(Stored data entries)
....

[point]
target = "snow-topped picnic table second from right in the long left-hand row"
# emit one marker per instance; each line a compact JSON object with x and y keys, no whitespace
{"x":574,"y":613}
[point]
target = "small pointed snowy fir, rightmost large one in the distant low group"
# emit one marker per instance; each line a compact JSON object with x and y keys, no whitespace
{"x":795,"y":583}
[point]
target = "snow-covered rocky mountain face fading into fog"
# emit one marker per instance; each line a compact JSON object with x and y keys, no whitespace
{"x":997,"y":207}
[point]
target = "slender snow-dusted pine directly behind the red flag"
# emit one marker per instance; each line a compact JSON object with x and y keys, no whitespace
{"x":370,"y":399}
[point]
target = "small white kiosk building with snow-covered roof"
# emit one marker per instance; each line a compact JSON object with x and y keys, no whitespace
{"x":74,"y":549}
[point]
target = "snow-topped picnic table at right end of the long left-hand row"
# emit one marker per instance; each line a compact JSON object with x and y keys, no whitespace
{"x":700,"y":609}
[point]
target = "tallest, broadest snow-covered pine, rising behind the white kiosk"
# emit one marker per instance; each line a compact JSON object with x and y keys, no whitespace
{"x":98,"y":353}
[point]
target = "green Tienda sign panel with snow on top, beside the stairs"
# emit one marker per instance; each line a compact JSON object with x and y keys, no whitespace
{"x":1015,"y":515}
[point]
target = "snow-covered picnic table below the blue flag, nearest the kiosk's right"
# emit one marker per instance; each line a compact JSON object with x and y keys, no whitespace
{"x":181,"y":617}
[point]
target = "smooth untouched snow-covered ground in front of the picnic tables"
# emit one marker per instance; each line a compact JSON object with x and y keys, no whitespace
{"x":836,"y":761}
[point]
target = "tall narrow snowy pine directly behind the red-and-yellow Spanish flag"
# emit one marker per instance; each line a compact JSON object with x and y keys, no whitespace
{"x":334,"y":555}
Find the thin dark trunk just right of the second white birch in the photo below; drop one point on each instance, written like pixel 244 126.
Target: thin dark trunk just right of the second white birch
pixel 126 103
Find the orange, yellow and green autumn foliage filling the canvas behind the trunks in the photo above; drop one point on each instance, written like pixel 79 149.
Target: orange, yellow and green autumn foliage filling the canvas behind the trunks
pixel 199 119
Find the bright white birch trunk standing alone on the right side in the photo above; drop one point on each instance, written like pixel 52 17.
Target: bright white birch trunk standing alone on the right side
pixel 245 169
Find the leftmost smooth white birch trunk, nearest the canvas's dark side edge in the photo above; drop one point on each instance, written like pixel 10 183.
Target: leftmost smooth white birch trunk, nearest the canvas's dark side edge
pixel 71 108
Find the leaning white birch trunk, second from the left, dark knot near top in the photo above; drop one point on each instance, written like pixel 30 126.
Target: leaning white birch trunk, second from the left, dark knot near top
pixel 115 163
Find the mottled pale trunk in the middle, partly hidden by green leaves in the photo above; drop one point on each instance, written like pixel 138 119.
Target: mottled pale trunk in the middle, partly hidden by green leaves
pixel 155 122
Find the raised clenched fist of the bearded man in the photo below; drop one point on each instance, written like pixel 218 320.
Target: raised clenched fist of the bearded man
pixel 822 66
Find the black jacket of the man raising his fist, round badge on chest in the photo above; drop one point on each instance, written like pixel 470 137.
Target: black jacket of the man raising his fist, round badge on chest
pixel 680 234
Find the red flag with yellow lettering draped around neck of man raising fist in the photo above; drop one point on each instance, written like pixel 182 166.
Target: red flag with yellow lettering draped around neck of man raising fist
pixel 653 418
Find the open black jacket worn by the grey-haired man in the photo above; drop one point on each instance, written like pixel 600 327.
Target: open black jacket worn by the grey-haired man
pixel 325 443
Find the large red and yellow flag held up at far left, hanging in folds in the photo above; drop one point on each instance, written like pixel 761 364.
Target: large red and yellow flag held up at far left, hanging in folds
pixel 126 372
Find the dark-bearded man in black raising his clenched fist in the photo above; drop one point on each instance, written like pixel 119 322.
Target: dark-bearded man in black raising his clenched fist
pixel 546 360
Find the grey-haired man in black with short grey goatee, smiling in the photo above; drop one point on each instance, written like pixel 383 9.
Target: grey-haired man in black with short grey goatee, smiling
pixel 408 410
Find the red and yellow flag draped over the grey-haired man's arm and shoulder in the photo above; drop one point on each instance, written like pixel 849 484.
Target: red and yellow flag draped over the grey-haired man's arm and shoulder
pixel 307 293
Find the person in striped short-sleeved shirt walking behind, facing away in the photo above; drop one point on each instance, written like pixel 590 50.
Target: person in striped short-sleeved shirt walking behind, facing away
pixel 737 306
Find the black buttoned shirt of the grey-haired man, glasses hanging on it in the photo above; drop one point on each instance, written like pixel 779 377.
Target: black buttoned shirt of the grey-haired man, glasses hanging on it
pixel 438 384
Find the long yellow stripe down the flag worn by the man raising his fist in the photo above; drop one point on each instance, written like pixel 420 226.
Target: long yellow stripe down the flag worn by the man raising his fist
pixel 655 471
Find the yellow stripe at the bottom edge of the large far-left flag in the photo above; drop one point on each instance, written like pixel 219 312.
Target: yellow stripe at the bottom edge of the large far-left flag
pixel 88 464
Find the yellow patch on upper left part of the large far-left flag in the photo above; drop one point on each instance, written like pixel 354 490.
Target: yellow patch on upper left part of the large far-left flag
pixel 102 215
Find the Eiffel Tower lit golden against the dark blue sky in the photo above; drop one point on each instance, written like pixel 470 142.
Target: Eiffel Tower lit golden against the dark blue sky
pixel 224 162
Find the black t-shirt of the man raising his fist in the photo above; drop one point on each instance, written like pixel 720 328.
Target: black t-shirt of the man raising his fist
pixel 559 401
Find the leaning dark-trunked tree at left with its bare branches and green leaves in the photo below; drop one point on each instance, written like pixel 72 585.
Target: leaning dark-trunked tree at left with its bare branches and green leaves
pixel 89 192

....

## What you will do
The word "hand" may turn up on some lines of these records; say how many, with no other words.

## Answer to this problem
2